--- What the task requires ---
Please copy every one of the lines below word for word, without changing or omitting anything.

[Data for coordinate labeling]

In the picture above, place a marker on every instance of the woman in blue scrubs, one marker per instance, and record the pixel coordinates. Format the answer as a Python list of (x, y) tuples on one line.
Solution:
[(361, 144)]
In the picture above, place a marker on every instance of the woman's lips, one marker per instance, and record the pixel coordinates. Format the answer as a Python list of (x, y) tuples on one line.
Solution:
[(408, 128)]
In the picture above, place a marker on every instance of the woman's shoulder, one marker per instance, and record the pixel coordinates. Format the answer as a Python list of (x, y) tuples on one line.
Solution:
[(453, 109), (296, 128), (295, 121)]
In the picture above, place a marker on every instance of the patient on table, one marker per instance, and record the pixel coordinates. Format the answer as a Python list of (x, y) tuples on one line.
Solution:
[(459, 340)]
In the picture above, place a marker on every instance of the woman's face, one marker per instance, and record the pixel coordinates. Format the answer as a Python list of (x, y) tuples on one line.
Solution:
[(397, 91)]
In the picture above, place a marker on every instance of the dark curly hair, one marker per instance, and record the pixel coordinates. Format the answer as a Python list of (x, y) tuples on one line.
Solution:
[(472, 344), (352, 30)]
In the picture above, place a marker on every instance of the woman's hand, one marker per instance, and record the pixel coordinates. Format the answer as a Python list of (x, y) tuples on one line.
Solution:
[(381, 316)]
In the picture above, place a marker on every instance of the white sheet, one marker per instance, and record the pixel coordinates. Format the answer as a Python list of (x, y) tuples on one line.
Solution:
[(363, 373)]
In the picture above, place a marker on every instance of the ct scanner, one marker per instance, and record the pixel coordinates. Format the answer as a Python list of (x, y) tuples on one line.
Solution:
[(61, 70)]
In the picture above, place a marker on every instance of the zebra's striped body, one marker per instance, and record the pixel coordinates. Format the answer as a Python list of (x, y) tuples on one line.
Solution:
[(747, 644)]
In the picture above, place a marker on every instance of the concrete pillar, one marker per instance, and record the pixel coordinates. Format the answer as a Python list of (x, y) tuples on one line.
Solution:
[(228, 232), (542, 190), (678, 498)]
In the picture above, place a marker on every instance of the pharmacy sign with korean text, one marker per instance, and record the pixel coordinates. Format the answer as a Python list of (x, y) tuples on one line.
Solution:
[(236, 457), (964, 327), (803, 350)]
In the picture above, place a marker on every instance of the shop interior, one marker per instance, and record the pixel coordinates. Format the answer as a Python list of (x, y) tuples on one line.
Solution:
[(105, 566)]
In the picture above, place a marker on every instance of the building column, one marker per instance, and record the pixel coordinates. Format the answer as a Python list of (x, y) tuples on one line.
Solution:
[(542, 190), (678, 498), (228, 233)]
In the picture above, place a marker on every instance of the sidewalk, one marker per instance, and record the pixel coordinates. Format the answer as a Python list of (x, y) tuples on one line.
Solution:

--- Complete response ---
In the picture above, place a marker on every instance of the woman in blue scrubs, one marker per instance, and record the pixel coordinates. Format the answer as a Python list of (x, y) tuples on one line.
Solution:
[(361, 144)]
In the picture above, place a marker on every instance of the woman's lips, one marker per instance, and record the pixel coordinates. Format the answer as a Python list of (x, y) tuples on one line.
Solution:
[(408, 128)]
In the picture above, place a marker on every instance of the woman's shoulder, one marker per instance, and record the pixel coordinates. Format the answer as a Python list of (x, y) tuples on one line.
Solution:
[(453, 109), (296, 128), (295, 121)]
In the picture above, place a marker on every instance of the patient on table, one marker per instance, and record the pixel coordinates. Format the answer as a Python list of (x, y) tuples on one line.
Solution:
[(459, 340)]
In the picture above, place a marker on every instance of the woman's face, one marker per instance, and record the pixel coordinates. Format the answer as a Python list of (x, y) tuples on one line.
Solution:
[(397, 91)]
In the picture above, place a marker on every instance of the dark curly hair, one marker per instance, and record the pixel coordinates. Format the answer as a Python list of (x, y) tuples on one line.
Solution:
[(472, 344), (352, 30)]
In the picture above, place a marker on every instance of the woman's hand, one marker per instance, and record the pixel coordinates. Format the answer as a Python list of (x, y) tuples on one line.
Solution:
[(381, 316)]
In the picture above, place a marker on every instance of the white sheet, one marker per instance, and record the pixel coordinates. Format the answer as a Python list of (x, y) tuples on one line.
Solution:
[(363, 373)]
In the picture above, place a marker on every instance of the ct scanner, one marker per instance, and record the pixel coordinates. Format the answer as a Python list of (x, y) tuples on one line.
Solution:
[(61, 70)]
In the picture above, place a marker on every instance of the zebra's striped body, one marker per instance, and record the pixel coordinates. Format the answer as a Python list of (x, y) tuples on one line.
Solution:
[(747, 644)]
In the picture above, place a marker on every instance of the concrete pillar, one marker per instance, and record the pixel coordinates. Format the answer as a Python list of (x, y) tuples on one line.
Solution:
[(228, 232), (542, 190), (678, 498)]
In the picture above, place a marker on every instance of the pharmacy sign with korean text, one marker per instance, and record the pixel coordinates. Format the answer as a Python list of (x, y) tuples on one line.
Solution:
[(236, 457), (964, 327), (803, 350)]
In the picture above, place a marker on every instance of the shop interior, one marker per instance, and record the pixel coordinates. Format the answer as a Python list of (x, y) tuples on one line.
Solution:
[(105, 566)]
In the picture above, place a marker on every instance of the building column, one marker per instance, and record the pixel coordinates. Format the answer as a Python list of (x, y) tuples on one line.
Solution:
[(542, 190), (678, 498), (228, 233)]
In the picture above, place a marker on every instance of the sidewalk, one marker per instance, and record the pixel coordinates. Format the answer as a Python list of (x, y) tuples on one line.
Solution:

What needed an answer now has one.